# start of Data supplied

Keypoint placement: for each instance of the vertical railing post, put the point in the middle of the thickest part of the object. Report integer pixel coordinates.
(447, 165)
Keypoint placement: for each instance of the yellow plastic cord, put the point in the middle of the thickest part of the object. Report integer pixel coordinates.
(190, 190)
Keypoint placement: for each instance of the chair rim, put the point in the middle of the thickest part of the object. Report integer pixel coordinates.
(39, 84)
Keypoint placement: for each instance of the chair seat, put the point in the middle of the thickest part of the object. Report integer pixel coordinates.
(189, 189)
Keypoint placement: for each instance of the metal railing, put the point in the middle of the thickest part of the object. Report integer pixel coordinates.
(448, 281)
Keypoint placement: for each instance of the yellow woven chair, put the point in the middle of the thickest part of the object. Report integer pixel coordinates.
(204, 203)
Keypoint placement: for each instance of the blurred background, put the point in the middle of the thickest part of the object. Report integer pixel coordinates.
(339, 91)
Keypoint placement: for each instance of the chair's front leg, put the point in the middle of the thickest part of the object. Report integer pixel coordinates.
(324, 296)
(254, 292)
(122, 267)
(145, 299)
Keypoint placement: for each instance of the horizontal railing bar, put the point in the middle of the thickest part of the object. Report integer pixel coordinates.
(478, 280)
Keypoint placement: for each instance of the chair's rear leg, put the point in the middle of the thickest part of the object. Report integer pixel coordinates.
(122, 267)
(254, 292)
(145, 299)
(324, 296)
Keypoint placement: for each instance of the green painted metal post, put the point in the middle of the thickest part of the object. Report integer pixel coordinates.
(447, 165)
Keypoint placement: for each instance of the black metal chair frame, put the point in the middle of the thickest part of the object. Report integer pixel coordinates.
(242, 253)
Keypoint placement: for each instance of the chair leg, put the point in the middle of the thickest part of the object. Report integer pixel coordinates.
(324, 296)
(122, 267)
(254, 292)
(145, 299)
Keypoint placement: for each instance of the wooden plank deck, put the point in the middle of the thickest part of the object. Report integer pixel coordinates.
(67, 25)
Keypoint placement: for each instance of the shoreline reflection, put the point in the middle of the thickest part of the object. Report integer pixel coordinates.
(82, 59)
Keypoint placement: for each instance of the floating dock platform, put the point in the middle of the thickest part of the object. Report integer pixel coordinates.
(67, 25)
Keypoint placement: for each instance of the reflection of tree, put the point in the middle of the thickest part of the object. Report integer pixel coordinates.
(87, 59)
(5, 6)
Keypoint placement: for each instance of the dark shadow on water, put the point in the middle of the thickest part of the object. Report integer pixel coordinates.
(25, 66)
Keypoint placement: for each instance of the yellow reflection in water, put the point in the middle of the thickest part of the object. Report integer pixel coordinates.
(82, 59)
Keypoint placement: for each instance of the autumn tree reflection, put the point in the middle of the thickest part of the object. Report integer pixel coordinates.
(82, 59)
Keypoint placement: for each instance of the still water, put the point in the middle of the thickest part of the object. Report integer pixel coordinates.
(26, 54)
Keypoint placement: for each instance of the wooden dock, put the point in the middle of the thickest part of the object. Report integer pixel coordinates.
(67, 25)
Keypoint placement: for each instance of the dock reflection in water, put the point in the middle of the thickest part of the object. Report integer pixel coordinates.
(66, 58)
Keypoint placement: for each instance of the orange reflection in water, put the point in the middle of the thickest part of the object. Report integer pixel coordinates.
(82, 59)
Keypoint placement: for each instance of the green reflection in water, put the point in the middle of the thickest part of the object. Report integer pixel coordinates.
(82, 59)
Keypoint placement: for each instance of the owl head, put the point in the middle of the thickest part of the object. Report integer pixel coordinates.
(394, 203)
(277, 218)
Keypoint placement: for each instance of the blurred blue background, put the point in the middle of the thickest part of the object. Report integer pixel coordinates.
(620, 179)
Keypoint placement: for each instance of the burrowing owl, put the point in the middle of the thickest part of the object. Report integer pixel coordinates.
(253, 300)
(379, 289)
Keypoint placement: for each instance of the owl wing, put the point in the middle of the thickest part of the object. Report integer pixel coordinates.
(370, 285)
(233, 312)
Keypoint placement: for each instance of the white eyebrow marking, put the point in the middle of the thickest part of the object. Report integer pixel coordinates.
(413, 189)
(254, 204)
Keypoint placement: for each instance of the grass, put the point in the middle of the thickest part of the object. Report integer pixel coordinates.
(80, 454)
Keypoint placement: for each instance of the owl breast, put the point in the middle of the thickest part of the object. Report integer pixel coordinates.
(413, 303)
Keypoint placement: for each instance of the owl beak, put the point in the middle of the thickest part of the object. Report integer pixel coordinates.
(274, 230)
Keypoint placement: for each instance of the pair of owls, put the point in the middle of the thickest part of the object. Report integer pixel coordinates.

# end of Data supplied

_Stated exercise_:
Starting at the line that contains "Keypoint placement: for each instance of the orange", copy each line exactly through the end of the listing above. Include that first line and the last one, and add nothing.

_Solution_:
Keypoint placement: for each instance of the orange reflection in water, put the point in the middle of the thickest part of the object. Report integer pixel coordinates.
(82, 59)
Keypoint placement: for each instance of the green reflection in water, put the point in the middle of the thickest part of the object. Report integer pixel coordinates.
(82, 59)
Keypoint placement: for each instance of the owl head, put the point in the middle of the thickest part of the object. Report integer pixel coordinates.
(394, 203)
(277, 218)
Keypoint placement: for each instance of the blurred blue background, put the point in the middle of the thickest part of the object. Report integer pixel coordinates.
(620, 179)
Keypoint placement: for each instance of the burrowing owl, put the point in the middle of the thickest part of the object. Report integer pixel coordinates.
(253, 300)
(379, 289)
Keypoint placement: for each instance of the owl wing, put the point in the middle of the thickest part of the object. Report integer pixel coordinates.
(370, 285)
(233, 312)
Keypoint placement: for each instance of the white eyebrow marking, put the point in the middle of the thickest part of the object. Report integer pixel coordinates.
(413, 189)
(254, 204)
Keypoint placement: for each instance of the grass, put the point in the middle of the thickest part of the object. Report integer pixel coordinates.
(80, 454)
Keypoint placement: for each instance of the owl breast, put the point in the middle of the thickest part of the object. Report integer pixel coordinates.
(413, 303)
Keypoint placement: for each instance of the owl beak, put the point in the middle of the thickest part of the object. Report integer pixel coordinates.
(274, 230)
Keypoint placement: for each instance of the pair of owls, put the point in the middle of the thickest part of the object. Report integer pixel coordinates.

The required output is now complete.